Acabei de chegar do sepultamento do meu avô, em Recife. Ele era o último de meus avós ainda vivo... A última ponte que unia passado e presente se foi!
Segurei a alça de caixão de meu avô Justo, junto com outros primos e parentes, e colocamos seu corpo inerte no jazigo da família Santana Nunes, no Cemitério São José, em Paulista, ao lado de minha avó Maria, que fora sepultada ali há exatos 1 ano e 4 dias! Os Santana Nunes (João e Ester) foram amigos dos meus avós durante suas vidas, e queriam estar juntos na morte. Ali estão dois casais amigos, que vieram a aparentar-se quando minha tia Ruth casou com João Santana Filho. Tiveram netos em comum, envelheceram e foram morrendo e separando um do outro, para depois se ajuntarem! O primeiro foi lá sepultado há 31 anos, e esperou sem pressa os demais que a ele se juntaram... um a um.
Rubem Alves diz que tem medo da morte... Muita gente tem. Eu não tenho medo da morte. Acho-a misteriosa, às vezes caprichosa, mas não amedrontadora! Achei muito interessante a vontade de um casal amigo compartilhar o jazigo com outro. É uma amizade que transcende a existência terrena. Ainda se fazem amigos assim?

━━━━

▶ **Detalhes do exercício**:
Transcreva, do relato acima sobre o sepultamento do avô, tudo o que vai desde "Acabei de chegar" até "presente se foi!".

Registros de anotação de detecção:
━━━━

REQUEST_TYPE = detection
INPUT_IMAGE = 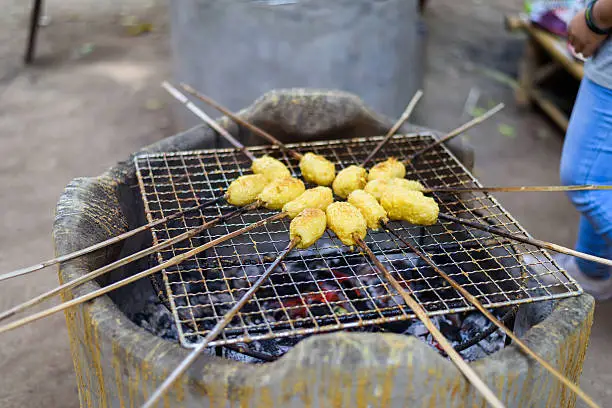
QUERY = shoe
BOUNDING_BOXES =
[553,254,612,300]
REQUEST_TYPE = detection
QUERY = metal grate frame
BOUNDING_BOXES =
[134,135,582,347]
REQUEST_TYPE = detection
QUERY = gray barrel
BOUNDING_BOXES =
[170,0,424,128]
[49,91,594,408]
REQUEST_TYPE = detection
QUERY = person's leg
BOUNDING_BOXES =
[561,79,612,279]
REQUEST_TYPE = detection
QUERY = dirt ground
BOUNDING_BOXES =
[0,0,612,408]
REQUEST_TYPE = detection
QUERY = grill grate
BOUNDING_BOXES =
[135,136,581,347]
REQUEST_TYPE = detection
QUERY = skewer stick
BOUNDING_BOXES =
[0,197,223,282]
[404,103,504,164]
[422,184,612,194]
[438,213,612,266]
[0,213,287,334]
[361,89,423,167]
[354,235,504,408]
[181,83,302,160]
[162,81,255,161]
[142,237,300,408]
[385,223,599,408]
[0,203,259,320]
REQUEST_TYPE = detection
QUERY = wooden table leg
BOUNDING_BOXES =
[24,0,43,64]
[514,38,539,107]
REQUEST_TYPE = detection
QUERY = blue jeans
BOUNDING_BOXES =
[561,78,612,278]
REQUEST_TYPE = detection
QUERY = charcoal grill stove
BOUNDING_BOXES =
[135,135,581,347]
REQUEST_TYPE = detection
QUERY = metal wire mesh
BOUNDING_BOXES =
[135,136,581,347]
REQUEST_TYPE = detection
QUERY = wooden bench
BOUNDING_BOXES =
[505,16,584,131]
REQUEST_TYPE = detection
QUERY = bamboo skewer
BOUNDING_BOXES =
[404,103,504,164]
[438,213,612,266]
[422,184,612,194]
[385,224,599,408]
[181,83,302,160]
[361,89,423,167]
[162,81,255,161]
[0,203,259,321]
[142,238,300,408]
[0,197,223,282]
[0,213,287,334]
[354,235,504,408]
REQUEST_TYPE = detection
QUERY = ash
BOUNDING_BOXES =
[130,255,506,363]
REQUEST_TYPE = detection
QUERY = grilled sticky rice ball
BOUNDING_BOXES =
[289,208,327,249]
[300,153,336,186]
[325,201,368,246]
[380,188,440,225]
[348,190,389,230]
[368,157,406,181]
[364,180,387,201]
[251,155,291,181]
[283,186,334,218]
[257,177,306,210]
[364,178,425,201]
[225,174,268,207]
[332,164,368,198]
[387,178,425,192]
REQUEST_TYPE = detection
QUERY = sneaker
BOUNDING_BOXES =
[553,254,612,300]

━━━━

▶ **Resposta final**:
Acabei de chegar do sepultamento do meu avô, em Recife. Ele era o último de meus avós ainda vivo... A última ponte que unia passado e presente se foi!